Worker Pool(续2):重启意外崩溃的 Isolate

由于 Isolate 拥有独立的内存堆,一个子 Isolate 的崩溃默认不会直接导致主 Isolate 崩溃,但会导致主 Isolate 永远等不到结果。处理崩溃需要结合使用 主动拦截(内部捕获)被动监听(外部监控)

主动拦截

在多 Isolate 环境中,异常不是自动共享的。如果子 Isolate 发生崩溃而没有被主动捕获,主 Isolate 只能感知到端口关闭(甚至没有任何提示),这会造成极难排查的“静默失败”。通过在 entryPoint 中对业务逻辑进行 try-catch,确保任何异常都能转换为一条“错误消息”发回给主 Isolate。

在WorkPool中,Worker Isolate 发回的业务消息是一个Record,其格式如下:

(int workerId, bool ok, dynamic result)

它代表了 (workerId, 成功标识, 计算结果或异常信息)

当业务逻辑出错时,示例ex771简单地将捕获到的异常,发回给 WorkerPool(Main Isolate)。

void workerEntryPoint((int workerId, SendPort resultPort) message) {
  // ... (omitted for brevity)

  workerReceivePort.listen((data) async {
    if (data case TaskData taskData) {
      try {
        var result = taskData.task.call(taskData.data);
        resultPort.send((workerId, true, result)); 
      } catch (e) {
        resultPort.send((workerId, false, e));
      }
    }
  });
}

实战中关于异常捕获的策略,我们可以考虑:

  1. 完整回传:将异常及异常堆栈(StackTrace)一并发回给WorkerPool;
  2. 二次封装(协议化的错误响应):将异常和/或异常堆栈采用某种格式二次封装后再发回WorkerPool;
  3. 日志记录(观测性的保障):结合异常和异常堆栈打印错误日志。

被动监听

有时候崩溃发生在 EventLoop 之外(例如内存溢出或初始化错误),Worker 根本没有机会执行 resultPort.send()。此时需要利用 Isolate.addErrorListener(),在创建 Isolate 时为其安装一个监听器,这样当Isolate崩溃时 WorkerPool 就可得到通知并做相应处理(如重启Isolate)。

sequenceDiagram
	autonumber
    participant M as WorkerPool
    participant W as Worker Isolate
    participant EP as ErrorPort

    W->>W: 发生致命错误 (如 OOM)
    W-->>EP: 自动发送错误信号
    EP->>M: 触发 ErrorListener 回调
    M->>M: 标记 Worker 为失效
    alt
      M->>M: 执行 Completer.completeError
    end
    M->>W: isolate.kill()
    M->>W: 重新 spawn 一个新 Isolate
    M->>M: 将新Worker加入池子

监听 Isolate

Isolate.addOnExitListener()往往与Isolate.addOnExitListener()配合使用,后者用于监听 Isolate 的终止(Terminate)。每个 Worker Isolate 都需要被监听,因此我们将重构 Worker 类,在其构造函数中启动监听,同时在 Worker 类中新增必要的字段。

• [执行任务]: 从关于重启崩溃 Isolate 的文章中逐字抄录一段:从“在多 Isolate 环境中,异常不是自动共享的。如果子”所在处开始,抄到“(workerId, 成功标识, 计算结果或异常信息)”为止。

• [所供材料]:
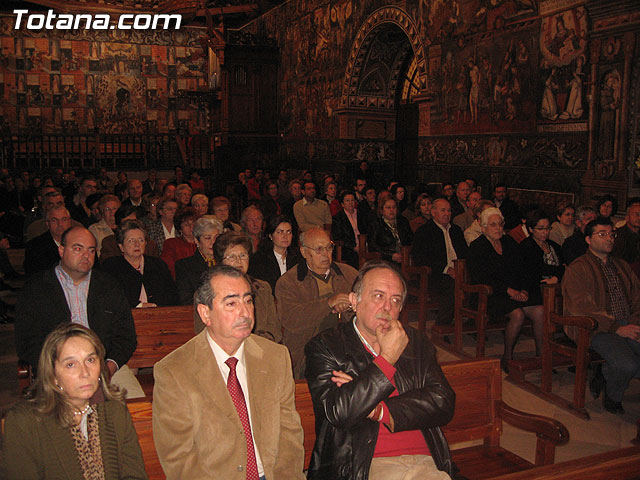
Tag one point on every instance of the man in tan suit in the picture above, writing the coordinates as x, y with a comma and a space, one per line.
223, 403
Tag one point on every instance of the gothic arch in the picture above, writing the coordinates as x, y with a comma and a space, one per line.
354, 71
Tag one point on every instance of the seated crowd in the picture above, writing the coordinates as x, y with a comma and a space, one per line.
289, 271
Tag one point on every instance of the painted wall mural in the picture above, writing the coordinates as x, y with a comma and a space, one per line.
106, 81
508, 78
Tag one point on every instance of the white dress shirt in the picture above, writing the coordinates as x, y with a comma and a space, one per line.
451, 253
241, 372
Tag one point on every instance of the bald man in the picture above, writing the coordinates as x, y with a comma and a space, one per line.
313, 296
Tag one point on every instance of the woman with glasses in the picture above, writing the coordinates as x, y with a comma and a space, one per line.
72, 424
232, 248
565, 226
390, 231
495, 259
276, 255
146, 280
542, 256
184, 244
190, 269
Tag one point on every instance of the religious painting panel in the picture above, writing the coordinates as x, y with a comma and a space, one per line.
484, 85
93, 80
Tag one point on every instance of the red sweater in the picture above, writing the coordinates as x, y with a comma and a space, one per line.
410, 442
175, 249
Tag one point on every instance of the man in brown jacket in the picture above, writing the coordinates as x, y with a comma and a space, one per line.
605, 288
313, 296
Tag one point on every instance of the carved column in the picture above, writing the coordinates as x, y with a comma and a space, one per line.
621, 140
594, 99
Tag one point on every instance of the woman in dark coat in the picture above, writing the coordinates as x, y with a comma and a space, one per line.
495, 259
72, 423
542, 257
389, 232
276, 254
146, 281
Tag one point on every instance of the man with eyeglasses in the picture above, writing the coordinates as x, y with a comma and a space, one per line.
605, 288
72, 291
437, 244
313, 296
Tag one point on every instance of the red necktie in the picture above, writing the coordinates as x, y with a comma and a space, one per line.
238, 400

* * *

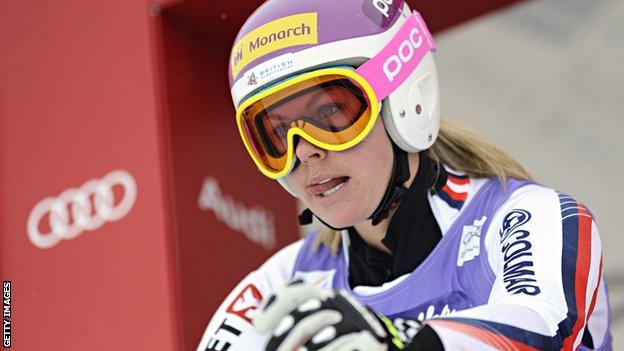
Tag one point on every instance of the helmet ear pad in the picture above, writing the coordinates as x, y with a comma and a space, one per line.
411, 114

--

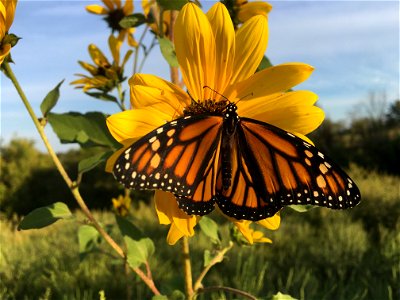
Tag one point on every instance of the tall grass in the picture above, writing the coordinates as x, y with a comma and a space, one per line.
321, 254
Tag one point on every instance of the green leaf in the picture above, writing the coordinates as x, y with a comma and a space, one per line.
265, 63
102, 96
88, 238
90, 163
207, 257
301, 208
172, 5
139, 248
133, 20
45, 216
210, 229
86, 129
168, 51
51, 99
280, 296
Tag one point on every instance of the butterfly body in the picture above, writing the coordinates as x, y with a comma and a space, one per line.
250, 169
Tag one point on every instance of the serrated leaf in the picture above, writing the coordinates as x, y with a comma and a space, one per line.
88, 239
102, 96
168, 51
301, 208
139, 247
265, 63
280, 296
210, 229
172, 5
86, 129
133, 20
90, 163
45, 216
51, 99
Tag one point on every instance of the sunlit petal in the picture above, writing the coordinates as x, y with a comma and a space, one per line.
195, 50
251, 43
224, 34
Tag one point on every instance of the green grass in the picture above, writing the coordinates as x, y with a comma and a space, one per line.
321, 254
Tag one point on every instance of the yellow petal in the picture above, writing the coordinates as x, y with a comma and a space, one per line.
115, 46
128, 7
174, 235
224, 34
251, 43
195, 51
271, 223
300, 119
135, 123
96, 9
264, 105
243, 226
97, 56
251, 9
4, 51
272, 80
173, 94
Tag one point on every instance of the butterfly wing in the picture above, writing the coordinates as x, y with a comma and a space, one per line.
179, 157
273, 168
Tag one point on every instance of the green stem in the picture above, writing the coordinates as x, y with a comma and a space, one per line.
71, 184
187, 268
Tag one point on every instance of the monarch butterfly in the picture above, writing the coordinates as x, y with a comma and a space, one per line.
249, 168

• [预期答案]:
在多 Isolate 环境中,异常不是自动共享的。如果子 Isolate 发生崩溃而没有被主动捕获,主 Isolate 只能感知到端口关闭(甚至没有任何提示),这会造成极难排查的“静默失败”。通过在 entryPoint 中对业务逻辑进行 try-catch,确保任何异常都能转换为一条“错误消息”发回给主 Isolate。

在WorkPool中,Worker Isolate 发回的业务消息是一个Record,其格式如下:

(int workerId, bool ok, dynamic result)

它代表了 (workerId, 成功标识, 计算结果或异常信息)